=== PROBLEM STATEMENT ===
From the entries, return every line where the string "covered" shows up.

****************

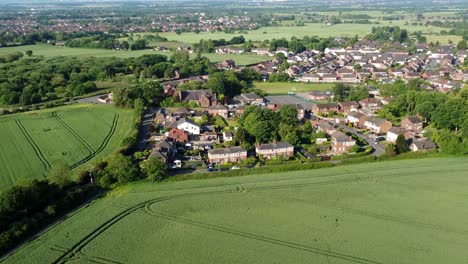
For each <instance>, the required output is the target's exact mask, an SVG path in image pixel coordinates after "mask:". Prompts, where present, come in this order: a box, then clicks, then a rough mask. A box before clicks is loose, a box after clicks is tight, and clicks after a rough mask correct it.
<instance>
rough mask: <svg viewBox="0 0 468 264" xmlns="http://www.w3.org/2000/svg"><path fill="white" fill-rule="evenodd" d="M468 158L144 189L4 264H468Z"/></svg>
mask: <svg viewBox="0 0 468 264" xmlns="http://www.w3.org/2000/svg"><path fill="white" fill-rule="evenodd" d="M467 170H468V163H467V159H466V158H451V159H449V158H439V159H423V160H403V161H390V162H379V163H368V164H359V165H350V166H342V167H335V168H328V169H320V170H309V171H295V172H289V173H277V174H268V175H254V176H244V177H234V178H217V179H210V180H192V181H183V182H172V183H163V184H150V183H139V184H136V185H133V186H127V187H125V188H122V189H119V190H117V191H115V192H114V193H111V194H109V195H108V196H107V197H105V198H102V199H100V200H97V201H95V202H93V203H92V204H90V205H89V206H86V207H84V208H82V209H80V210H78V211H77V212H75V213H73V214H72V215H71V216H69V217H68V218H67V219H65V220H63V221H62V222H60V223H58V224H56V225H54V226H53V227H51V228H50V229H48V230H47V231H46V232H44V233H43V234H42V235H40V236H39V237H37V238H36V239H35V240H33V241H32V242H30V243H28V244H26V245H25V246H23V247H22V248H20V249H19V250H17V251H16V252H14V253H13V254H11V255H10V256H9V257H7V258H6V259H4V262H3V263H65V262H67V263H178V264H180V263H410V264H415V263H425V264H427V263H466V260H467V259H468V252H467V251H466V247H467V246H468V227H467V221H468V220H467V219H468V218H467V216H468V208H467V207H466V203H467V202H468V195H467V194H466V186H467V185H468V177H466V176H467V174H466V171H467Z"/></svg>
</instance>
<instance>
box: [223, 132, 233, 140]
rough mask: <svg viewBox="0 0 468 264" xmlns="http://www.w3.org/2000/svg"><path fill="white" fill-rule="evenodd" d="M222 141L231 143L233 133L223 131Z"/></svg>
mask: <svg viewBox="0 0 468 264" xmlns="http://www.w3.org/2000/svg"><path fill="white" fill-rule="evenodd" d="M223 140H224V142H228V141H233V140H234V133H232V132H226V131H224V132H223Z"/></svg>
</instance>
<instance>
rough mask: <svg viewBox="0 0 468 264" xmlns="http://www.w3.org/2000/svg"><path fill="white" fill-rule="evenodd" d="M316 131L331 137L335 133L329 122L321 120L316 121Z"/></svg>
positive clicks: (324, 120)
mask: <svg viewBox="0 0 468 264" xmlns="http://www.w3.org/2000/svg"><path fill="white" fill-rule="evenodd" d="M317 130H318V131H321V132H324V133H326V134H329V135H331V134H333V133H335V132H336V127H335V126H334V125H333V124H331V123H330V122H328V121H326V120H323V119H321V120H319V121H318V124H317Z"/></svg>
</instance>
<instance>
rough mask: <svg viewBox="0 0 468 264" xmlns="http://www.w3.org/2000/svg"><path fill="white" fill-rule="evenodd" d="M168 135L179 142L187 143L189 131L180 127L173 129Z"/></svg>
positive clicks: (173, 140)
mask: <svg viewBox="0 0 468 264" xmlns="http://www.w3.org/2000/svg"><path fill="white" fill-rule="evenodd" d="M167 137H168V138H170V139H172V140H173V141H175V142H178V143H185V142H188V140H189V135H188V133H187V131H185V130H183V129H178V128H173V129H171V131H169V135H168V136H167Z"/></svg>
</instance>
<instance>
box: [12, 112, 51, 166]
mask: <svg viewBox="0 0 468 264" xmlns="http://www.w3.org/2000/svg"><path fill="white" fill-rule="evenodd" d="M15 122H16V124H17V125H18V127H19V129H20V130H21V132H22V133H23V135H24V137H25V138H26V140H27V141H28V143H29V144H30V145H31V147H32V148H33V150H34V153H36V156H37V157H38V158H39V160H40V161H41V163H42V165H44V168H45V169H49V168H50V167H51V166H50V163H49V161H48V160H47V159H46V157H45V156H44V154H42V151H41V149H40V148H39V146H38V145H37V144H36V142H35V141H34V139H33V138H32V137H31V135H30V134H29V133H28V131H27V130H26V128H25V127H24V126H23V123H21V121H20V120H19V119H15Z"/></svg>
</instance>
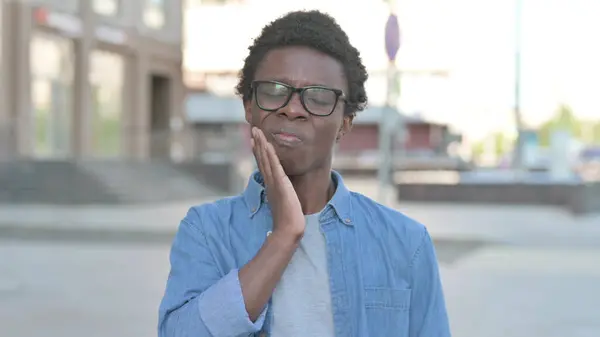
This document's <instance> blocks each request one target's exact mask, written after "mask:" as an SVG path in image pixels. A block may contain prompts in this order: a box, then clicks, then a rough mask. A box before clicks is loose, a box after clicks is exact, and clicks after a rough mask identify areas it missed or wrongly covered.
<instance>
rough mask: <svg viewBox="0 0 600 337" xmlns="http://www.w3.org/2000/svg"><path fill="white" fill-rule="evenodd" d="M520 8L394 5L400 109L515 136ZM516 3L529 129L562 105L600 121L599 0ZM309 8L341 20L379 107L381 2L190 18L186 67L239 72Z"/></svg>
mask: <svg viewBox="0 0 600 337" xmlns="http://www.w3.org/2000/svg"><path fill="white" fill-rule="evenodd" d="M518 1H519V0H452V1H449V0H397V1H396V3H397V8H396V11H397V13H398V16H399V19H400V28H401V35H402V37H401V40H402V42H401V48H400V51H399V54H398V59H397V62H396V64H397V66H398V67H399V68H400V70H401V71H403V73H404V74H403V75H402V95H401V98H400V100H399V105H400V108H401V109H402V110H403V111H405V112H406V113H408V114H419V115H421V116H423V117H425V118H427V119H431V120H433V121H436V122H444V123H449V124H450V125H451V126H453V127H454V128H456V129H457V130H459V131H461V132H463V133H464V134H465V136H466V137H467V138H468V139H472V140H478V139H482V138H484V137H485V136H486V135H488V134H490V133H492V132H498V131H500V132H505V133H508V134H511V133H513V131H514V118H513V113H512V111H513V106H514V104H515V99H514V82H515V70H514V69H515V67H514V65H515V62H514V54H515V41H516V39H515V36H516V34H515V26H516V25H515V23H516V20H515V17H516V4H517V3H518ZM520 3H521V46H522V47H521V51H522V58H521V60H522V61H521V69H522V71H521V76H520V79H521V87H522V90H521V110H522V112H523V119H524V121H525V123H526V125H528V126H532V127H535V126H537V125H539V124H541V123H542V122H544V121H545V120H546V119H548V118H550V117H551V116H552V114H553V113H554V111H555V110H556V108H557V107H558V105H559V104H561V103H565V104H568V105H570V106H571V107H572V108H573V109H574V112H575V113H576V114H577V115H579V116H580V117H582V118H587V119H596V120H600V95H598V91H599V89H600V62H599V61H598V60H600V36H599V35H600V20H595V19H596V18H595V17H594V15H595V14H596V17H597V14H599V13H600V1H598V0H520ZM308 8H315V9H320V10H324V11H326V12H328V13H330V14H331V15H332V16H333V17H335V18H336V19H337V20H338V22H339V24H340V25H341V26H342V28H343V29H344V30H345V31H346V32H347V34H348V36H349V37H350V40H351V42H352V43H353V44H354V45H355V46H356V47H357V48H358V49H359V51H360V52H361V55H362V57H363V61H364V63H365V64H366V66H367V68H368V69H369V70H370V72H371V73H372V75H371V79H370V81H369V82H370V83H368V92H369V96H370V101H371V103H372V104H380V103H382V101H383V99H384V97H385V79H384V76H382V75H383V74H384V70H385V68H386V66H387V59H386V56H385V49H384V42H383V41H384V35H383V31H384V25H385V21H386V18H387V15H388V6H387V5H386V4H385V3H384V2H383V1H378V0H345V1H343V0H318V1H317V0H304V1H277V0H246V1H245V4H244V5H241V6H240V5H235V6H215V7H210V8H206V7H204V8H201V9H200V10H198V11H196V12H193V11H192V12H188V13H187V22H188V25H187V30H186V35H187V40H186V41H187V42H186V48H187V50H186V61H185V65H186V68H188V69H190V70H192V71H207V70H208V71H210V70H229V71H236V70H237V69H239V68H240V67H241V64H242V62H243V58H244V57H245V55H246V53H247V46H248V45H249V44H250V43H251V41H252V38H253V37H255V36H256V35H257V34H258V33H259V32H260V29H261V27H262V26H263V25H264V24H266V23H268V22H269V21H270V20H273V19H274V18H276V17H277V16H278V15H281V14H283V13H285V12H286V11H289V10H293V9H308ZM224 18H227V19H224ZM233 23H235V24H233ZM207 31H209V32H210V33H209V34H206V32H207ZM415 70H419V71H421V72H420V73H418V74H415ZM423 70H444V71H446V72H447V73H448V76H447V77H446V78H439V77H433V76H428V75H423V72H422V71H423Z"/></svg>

****************

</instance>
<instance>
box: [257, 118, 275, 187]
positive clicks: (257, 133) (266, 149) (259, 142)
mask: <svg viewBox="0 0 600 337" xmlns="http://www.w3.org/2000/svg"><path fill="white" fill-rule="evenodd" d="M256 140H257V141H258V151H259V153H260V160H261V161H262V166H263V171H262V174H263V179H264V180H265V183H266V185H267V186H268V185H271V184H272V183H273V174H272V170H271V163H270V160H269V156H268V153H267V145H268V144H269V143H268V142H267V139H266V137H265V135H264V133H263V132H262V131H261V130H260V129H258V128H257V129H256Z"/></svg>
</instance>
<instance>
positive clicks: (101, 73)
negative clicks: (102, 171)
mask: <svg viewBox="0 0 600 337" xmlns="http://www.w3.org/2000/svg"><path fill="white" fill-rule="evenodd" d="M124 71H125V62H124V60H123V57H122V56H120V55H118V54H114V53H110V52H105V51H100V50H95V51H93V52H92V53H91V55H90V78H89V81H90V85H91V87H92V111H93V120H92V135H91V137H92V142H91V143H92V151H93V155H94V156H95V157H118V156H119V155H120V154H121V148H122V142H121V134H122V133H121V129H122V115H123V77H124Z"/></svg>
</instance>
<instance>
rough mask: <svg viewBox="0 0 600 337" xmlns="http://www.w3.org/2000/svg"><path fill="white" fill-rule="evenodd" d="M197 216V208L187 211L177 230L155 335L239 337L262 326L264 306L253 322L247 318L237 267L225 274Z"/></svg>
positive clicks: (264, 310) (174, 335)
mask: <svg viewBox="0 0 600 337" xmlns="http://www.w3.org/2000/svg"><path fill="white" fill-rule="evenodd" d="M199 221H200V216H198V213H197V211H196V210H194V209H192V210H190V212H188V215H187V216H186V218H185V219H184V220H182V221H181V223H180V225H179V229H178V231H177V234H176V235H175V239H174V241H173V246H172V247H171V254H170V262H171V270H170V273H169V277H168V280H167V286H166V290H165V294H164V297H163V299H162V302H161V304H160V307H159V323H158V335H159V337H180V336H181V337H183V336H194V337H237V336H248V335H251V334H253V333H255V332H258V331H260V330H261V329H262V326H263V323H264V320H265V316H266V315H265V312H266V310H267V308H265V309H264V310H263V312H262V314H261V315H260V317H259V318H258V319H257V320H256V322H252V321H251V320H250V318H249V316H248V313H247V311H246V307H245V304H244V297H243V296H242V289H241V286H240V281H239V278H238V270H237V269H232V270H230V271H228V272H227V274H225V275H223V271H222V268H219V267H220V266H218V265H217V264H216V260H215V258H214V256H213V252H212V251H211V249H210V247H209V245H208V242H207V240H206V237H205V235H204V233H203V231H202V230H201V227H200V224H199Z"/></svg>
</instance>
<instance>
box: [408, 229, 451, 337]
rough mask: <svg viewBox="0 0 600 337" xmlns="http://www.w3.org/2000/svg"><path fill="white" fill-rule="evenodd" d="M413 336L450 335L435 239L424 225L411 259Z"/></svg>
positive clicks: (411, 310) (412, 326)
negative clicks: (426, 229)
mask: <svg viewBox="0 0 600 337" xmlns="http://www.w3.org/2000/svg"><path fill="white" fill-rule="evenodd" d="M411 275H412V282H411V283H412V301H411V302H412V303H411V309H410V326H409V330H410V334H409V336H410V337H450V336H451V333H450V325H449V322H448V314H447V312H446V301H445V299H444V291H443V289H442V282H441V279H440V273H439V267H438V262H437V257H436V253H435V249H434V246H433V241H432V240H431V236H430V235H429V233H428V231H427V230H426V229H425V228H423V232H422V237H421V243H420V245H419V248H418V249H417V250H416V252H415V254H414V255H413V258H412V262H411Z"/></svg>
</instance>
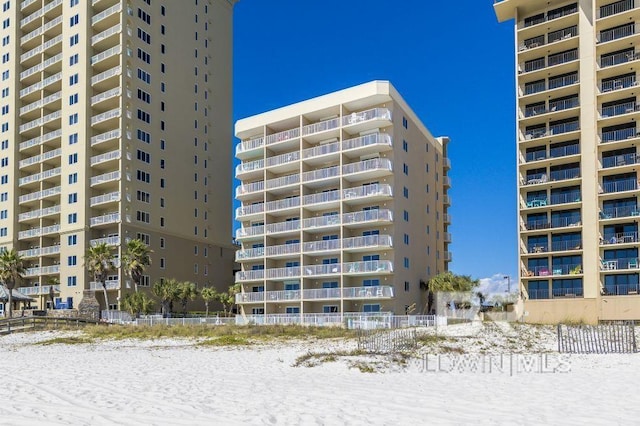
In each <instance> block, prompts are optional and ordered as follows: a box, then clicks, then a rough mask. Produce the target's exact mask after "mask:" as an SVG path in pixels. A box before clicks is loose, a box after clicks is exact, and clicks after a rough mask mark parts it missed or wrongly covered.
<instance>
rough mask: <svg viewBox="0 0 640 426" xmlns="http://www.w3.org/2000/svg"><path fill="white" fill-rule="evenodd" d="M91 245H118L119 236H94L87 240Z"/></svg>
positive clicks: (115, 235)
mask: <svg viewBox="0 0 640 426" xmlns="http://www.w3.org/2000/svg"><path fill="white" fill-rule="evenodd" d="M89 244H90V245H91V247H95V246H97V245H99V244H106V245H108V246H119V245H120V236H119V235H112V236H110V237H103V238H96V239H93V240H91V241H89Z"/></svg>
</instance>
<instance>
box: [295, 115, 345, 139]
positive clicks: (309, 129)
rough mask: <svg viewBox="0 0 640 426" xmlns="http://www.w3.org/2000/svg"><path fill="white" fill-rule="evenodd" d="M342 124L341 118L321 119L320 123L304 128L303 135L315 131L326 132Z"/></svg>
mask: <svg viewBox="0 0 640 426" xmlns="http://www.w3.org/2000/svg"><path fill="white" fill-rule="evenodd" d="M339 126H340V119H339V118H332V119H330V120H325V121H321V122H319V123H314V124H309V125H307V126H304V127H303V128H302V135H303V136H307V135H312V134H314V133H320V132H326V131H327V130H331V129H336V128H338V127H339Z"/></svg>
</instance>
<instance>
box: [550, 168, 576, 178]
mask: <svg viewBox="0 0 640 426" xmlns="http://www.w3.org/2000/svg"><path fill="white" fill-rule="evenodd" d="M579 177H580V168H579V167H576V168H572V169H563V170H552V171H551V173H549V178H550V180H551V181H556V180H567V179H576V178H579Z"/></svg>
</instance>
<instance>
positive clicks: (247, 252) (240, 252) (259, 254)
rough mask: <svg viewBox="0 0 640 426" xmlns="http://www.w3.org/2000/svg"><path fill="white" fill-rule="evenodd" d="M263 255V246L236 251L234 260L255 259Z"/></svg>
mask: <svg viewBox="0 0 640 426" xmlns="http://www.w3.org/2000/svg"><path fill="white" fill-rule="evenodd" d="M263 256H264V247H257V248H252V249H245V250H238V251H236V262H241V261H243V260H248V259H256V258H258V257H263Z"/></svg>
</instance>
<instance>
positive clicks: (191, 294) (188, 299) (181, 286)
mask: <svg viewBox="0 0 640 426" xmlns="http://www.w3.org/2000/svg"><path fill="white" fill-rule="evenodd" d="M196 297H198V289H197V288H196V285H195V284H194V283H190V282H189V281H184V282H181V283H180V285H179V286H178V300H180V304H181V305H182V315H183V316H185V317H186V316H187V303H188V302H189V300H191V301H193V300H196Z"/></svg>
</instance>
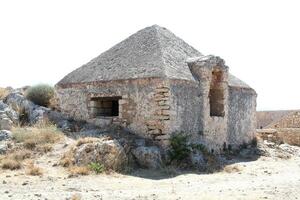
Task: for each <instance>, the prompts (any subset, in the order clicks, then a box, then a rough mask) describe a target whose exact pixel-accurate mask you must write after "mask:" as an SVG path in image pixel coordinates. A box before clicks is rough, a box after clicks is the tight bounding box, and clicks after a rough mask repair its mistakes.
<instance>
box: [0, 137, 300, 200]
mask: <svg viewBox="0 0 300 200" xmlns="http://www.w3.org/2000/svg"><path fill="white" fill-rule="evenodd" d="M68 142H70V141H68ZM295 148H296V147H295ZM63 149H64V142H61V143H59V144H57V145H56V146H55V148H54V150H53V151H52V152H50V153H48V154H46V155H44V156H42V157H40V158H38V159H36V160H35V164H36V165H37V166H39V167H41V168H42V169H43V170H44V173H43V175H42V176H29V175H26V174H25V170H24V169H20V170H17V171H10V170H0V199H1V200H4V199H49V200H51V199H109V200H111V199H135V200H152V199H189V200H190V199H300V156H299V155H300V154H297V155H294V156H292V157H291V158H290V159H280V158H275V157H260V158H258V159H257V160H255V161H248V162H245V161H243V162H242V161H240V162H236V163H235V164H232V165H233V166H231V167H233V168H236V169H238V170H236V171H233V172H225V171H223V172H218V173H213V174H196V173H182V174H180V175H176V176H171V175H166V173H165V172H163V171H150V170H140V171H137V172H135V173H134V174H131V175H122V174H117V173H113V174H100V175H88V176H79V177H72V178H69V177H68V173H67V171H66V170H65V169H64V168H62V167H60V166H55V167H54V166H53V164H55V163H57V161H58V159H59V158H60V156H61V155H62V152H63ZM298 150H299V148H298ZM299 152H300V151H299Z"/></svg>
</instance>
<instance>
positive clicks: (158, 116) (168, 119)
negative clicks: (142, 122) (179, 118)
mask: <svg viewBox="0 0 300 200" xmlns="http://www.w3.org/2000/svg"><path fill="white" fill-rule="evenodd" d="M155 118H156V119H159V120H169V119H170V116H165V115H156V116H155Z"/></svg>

****************

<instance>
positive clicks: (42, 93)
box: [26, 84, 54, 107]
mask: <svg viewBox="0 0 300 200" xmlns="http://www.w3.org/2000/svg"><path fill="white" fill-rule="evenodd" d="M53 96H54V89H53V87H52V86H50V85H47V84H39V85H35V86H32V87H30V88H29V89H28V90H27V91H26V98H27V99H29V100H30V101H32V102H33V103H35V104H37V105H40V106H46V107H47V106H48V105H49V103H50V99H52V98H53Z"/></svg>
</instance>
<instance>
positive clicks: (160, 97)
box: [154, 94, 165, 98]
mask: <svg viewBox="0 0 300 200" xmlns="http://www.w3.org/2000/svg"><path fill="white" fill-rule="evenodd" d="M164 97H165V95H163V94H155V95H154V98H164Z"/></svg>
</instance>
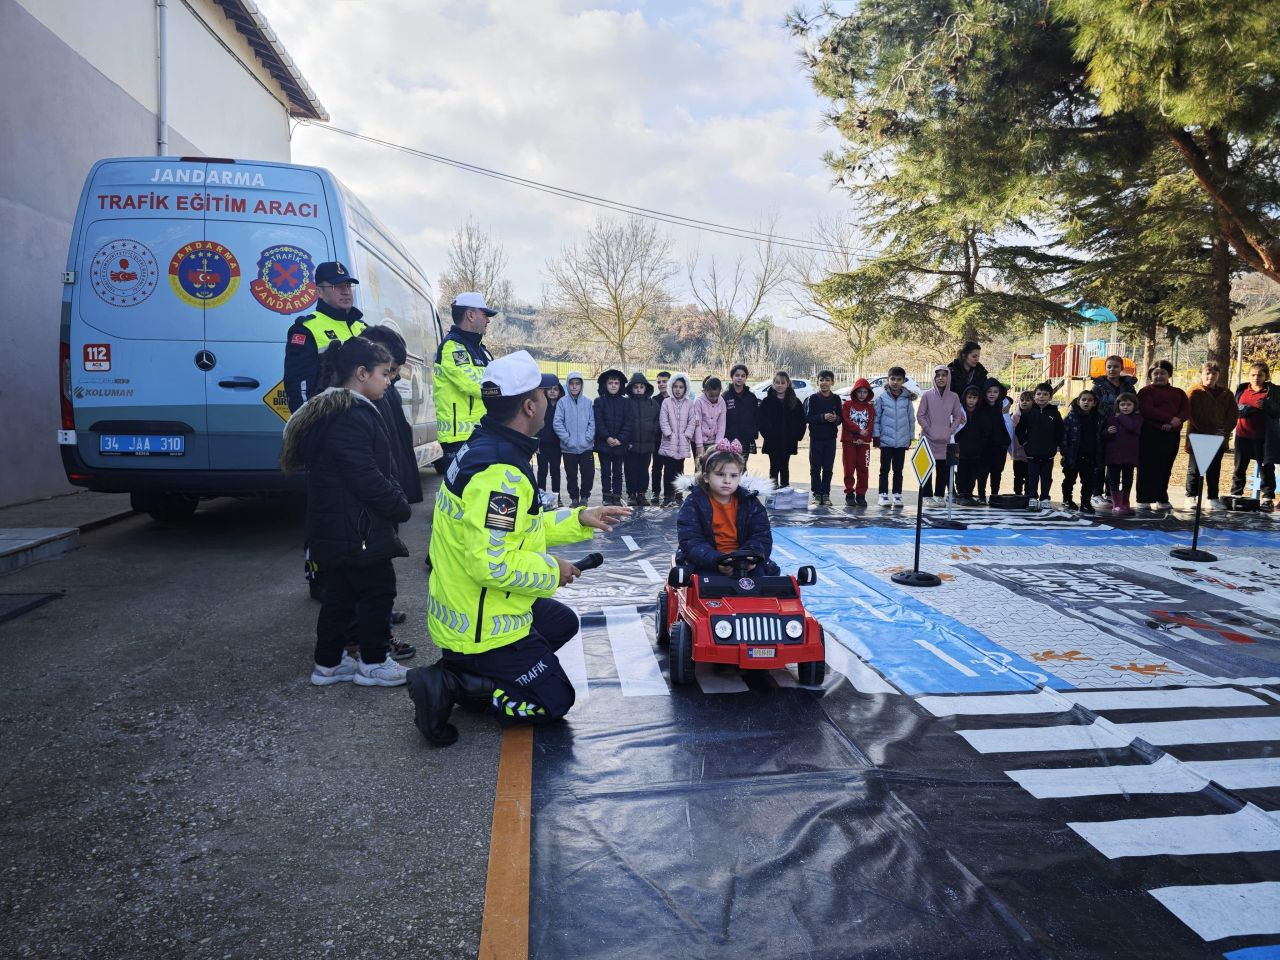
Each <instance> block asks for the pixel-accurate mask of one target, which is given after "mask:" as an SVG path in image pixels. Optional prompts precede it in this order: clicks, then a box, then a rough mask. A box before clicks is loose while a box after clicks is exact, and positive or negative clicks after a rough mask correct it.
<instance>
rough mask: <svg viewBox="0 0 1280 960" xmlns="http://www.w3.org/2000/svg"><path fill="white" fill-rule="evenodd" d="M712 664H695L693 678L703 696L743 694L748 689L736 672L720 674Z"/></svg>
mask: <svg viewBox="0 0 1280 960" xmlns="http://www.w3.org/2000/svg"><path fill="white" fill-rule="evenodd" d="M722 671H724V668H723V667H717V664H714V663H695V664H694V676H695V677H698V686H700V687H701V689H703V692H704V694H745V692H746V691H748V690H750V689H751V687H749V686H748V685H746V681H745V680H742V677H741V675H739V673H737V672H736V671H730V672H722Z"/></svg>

****************

=== ANSWER SECTION ===
This document's <instance> blocks each request one target's exact mask, written after "mask:" as an SVG path in image pixels. A block may contain prompts in this order: a box, then clicks, then a rough mask. A box before clicks is loose, a box after clicks is exact, and clicks after a rough mask identify areas it missed or wrongly covered.
In each <instance> block, prompts are optional and ordered as follows: a box, then clicks, then a rough mask. Produce the target's exact mask after "mask:" as an SVG path in pixels. A box before clicks is loose, a box after clicks is exact, and clicks after a rough mask mark parts it missed or wrongly covered.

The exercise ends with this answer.